PROBLEM DESCRIPTION
Reproduce every line of the material below word for word, omitting the pictures.

* Start RECORDS SHOWN *

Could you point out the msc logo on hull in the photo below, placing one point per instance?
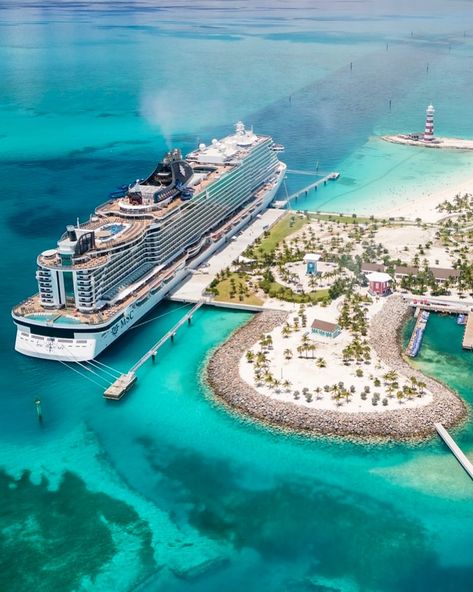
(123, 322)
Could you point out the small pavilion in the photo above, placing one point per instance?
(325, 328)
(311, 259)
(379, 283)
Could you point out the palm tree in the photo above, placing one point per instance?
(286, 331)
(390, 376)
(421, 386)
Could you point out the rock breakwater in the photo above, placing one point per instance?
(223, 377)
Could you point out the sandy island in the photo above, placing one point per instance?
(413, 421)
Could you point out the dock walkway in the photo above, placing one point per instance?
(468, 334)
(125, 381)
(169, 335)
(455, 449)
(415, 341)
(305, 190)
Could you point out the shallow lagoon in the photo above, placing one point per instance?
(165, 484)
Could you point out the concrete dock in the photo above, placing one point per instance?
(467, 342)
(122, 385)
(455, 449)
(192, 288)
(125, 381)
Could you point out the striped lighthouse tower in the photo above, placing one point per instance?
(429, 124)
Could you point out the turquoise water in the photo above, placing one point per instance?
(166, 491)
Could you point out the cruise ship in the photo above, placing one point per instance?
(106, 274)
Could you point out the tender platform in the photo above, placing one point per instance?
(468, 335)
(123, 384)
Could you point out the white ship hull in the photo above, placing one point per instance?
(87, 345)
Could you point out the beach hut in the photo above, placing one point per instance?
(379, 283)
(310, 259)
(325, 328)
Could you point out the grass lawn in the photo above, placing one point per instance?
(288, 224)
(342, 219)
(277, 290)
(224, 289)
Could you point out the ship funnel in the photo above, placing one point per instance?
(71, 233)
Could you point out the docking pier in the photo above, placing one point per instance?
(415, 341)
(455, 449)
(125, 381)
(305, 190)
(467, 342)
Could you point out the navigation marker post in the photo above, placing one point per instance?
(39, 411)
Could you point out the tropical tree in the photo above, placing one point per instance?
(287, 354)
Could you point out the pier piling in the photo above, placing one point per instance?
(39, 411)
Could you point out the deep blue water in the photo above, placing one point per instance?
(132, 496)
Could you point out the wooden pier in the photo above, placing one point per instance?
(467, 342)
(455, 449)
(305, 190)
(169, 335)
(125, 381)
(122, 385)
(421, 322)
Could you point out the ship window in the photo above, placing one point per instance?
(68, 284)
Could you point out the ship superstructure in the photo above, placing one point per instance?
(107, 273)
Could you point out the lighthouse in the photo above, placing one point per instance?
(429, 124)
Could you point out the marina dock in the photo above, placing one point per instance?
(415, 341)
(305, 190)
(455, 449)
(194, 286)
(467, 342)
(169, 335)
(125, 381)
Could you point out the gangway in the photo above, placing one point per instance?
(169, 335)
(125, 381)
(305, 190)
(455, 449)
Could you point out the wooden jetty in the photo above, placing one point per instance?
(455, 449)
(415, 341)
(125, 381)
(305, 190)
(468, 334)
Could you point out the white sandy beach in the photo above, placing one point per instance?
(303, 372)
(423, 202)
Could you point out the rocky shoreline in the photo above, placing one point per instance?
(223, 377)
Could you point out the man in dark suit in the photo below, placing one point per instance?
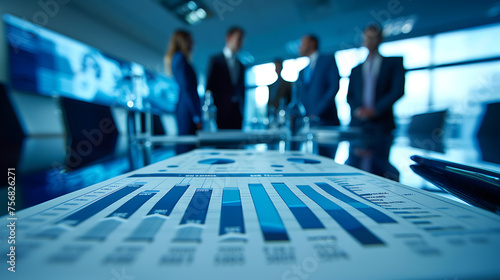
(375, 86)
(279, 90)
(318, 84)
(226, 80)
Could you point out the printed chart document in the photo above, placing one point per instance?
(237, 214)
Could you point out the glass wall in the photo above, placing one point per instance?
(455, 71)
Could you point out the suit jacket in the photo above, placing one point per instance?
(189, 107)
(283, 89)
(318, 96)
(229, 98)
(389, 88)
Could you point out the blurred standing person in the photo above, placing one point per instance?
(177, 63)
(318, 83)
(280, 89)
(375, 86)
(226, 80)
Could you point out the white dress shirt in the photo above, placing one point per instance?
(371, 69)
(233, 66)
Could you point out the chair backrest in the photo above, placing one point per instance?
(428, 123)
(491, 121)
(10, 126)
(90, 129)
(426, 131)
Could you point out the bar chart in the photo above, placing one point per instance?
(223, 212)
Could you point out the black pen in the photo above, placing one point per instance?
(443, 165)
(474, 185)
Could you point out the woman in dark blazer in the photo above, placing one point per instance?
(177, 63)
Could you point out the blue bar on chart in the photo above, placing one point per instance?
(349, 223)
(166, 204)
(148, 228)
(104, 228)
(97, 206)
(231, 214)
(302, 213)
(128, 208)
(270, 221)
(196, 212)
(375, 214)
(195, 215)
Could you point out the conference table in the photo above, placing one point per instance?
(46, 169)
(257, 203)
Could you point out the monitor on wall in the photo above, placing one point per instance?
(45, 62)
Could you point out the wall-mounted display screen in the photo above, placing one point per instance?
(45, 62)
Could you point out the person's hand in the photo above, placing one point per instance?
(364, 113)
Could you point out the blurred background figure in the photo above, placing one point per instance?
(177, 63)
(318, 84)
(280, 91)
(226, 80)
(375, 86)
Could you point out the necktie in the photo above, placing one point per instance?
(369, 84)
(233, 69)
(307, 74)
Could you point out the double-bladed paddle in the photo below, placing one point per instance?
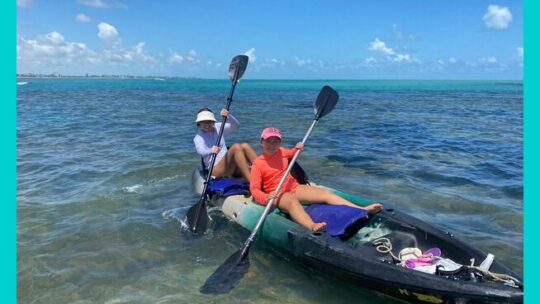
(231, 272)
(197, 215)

* End RECORDS SHOWN *

OUTPUT OF THE TASK
Could you point out the msc logo on hull in the photo below, placing one point per instance?
(123, 322)
Could you point out the small pavilion in the photo above, placing one point per instance?
(325, 328)
(311, 259)
(379, 283)
Could you point out the palm tree in the photo above, placing one point per instance?
(286, 331)
(390, 376)
(421, 386)
Could you point out the rock breakwater in the photo above, placing one point per instance?
(223, 377)
Could you point out the sandy island in the photo above, placing one point per instance?
(413, 421)
Could you point out the dock walkway in the photo above, placing one point per instance?
(468, 334)
(125, 381)
(169, 335)
(455, 449)
(415, 341)
(305, 190)
Could you point out the shallow lagoon in the photo above, placing one point per instance?
(165, 484)
Could you point out the concrete dock in the photo above, placing one point per instance?
(467, 342)
(122, 385)
(455, 449)
(192, 288)
(125, 381)
Could you point out the striped lighthouse tower in the photo above, placing one point per instance?
(429, 124)
Could you point out the turquoise water in the photo above, placing one point per instance?
(166, 491)
Could you point out the cruise ship in the photo above, placing one point per instance?
(106, 274)
Could you point out the tender platform in the photo above, placing one point per instance?
(468, 335)
(123, 384)
Could you point out the white ship hull in the photo above, placing one point per instance?
(87, 345)
Could you point out the beach hut in the photo above, placing one point per instance?
(379, 283)
(310, 259)
(325, 328)
Could you point out the grass lawn in the photo above, placing one point per instance?
(288, 224)
(342, 219)
(277, 290)
(224, 289)
Could you point out the ship funnel in the photo above, placing one point per instance?
(71, 233)
Could you point out the docking pier in the photo above, placing one point per instance?
(415, 341)
(455, 449)
(125, 381)
(305, 190)
(467, 342)
Could you point out the navigation marker post in the photo above, placing one point per instance?
(39, 411)
Could you point out the tropical tree in the photo above, placing one point per instance?
(287, 354)
Could you point out the pier piling in the photo above, placing one point per instance?
(39, 411)
Could you point out the deep blue water in the photo above, placing one point per instance?
(132, 496)
Could you point out the wooden pier in the photo above, placing one point per instance?
(467, 342)
(455, 449)
(305, 190)
(169, 335)
(125, 381)
(122, 385)
(421, 322)
Could you point out the ship window in the photo above, placing one point per instance?
(68, 284)
Could you point out the ship superstructure in the photo above, placing one point per instance?
(107, 273)
Could you point out the lighthouse in the photo above, placing one point per instance?
(429, 124)
Could you point out the marina dock in the photo above, placing one point per instance?
(415, 341)
(305, 190)
(455, 449)
(194, 286)
(467, 342)
(169, 335)
(125, 381)
Could you point out the gangway in the photo above, placing one point per instance?
(169, 335)
(125, 381)
(305, 190)
(455, 449)
Could you point out the wooden jetty in the photo above, placing one point per instance?
(455, 449)
(415, 341)
(125, 381)
(305, 190)
(468, 334)
Could you point out the white sandy beach in the photo above, placing one point per instance?
(303, 372)
(423, 202)
Could you point out the rocky shoreline in the photo above, placing one point per instance?
(223, 377)
Could you point out the man in dark suit in the photo below, placing one point per instance?
(375, 86)
(279, 90)
(318, 84)
(226, 80)
Could you point out the printed chart document in the photo above, placing one point per instance?
(237, 214)
Could you point out the glass wall in the photo above, placing one point per instance?
(455, 71)
Could you point out the suit jacket in the photo above, placing one point per instance?
(189, 107)
(283, 89)
(318, 96)
(229, 98)
(389, 88)
Could you point out the blurred standing person in the photo above, placing one point per instance?
(177, 63)
(318, 83)
(280, 89)
(375, 86)
(226, 80)
Could you point out the white dress shirt in the photo above, placing one point per instance?
(371, 69)
(233, 66)
Could you point out the chair backrest in the photo above, placing one point per instance?
(428, 123)
(491, 121)
(10, 126)
(90, 129)
(426, 131)
Could you point out the bar chart in the photo above, placing one point per instance?
(223, 212)
Could you point out the black pen in the photo above, placing one point per instance?
(443, 165)
(474, 185)
Could you point out the woman in dark blazer in the photo above, placing one point per instance?
(177, 63)
Could you point out the blue bar on chart in the photo above, placing one point per instance?
(349, 223)
(166, 204)
(148, 228)
(104, 228)
(97, 206)
(231, 214)
(302, 213)
(128, 208)
(270, 221)
(196, 212)
(375, 214)
(195, 215)
Could you point out the conference table in the photo above, placing one point per instance?
(46, 169)
(257, 203)
Could you point out the monitor on wall in the photo above, placing one point per instance?
(45, 62)
Could you point out the wall-mounted display screen in the photo above, placing one point per instance?
(45, 62)
Could you point out the person's hand in the photo above, placing one point per instance?
(364, 113)
Could you point out the blurred background figure in the photo above, placing one point per instance?
(177, 63)
(318, 84)
(280, 91)
(226, 80)
(375, 86)
Could you point out the necktie in the photo above, placing one point per instance?
(369, 84)
(233, 69)
(307, 74)
Could you point out the double-bladed paddle in the photo below, placing one point per instance?
(231, 272)
(197, 215)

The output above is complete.